> YOUR OBJECTIVE
Retype all of the data exactly as given.

> DATA PROVIDED
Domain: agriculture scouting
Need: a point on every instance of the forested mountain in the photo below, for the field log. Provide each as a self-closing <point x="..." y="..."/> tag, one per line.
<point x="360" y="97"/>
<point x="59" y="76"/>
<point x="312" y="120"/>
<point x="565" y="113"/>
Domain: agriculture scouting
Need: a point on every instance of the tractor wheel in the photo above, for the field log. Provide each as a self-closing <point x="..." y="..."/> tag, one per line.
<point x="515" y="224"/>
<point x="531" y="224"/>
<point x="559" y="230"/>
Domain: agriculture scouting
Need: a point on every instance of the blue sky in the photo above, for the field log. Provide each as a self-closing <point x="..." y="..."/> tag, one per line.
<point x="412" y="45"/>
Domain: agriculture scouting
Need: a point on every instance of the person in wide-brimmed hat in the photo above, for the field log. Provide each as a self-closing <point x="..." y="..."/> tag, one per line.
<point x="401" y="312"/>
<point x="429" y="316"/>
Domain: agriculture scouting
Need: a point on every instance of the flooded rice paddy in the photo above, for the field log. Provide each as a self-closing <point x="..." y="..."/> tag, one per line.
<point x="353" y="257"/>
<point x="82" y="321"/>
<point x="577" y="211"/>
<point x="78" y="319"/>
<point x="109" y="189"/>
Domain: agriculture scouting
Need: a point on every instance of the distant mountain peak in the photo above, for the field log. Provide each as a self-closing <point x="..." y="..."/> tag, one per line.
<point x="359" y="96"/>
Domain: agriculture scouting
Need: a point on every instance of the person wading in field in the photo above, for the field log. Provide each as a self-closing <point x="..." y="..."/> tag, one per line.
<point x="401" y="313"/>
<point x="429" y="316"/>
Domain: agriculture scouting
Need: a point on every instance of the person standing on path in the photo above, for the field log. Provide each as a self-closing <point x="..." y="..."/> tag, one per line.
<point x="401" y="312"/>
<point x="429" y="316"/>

> ANSWER TO THIS EXERCISE
Domain: agriculture scouting
Need: a point on every instance of the forested mountain in the photo below, for the field log. Provide each as a self-closing <point x="..." y="..."/> tag, one per line.
<point x="360" y="97"/>
<point x="59" y="76"/>
<point x="312" y="120"/>
<point x="565" y="113"/>
Domain: agriculture scouting
Need: a point on every instance of the tractor wheel in the photo above, for the field log. Provide each as a self-closing <point x="..." y="..."/> tag, one per line.
<point x="515" y="224"/>
<point x="531" y="224"/>
<point x="559" y="230"/>
Domain: agriculture scouting
Need: a point on every instance of the blue sky in the photo above, for the field log. Provide each as a self-closing <point x="..." y="..."/> tag, one per line.
<point x="412" y="45"/>
Domain: agriculture scouting
Need: a point on every instance of the person in wide-brimmed hat in the photo above, for the field log. Provide each as a self-closing <point x="..." y="..."/> tag, one per line.
<point x="401" y="312"/>
<point x="429" y="316"/>
Domain: agriculture scouting
Need: a point on every instance of the flooded rice paddy in the photo above, for the field log. Provide each as a self-closing <point x="..." y="..."/> tag, one per line.
<point x="353" y="257"/>
<point x="82" y="321"/>
<point x="577" y="211"/>
<point x="78" y="319"/>
<point x="109" y="189"/>
Domain: agriculture scouting
Need: a point on every instance of the distant mountain peak in the photo above, for the field log. Provide each as a self-closing <point x="..." y="..."/> tag, one per line.
<point x="359" y="96"/>
Domain: agriculture scouting
Need: a point on every instance of the person wading in field in the photo above, for the field log. Provide each as a self-closing <point x="..." y="..."/> tag, one per line.
<point x="401" y="313"/>
<point x="429" y="316"/>
Domain: agriculture scouting
Need: a point on every instance of the person standing on path in the photo above, for the field log. Provide each as a self-closing <point x="..." y="..."/> tag, one per line.
<point x="401" y="312"/>
<point x="429" y="316"/>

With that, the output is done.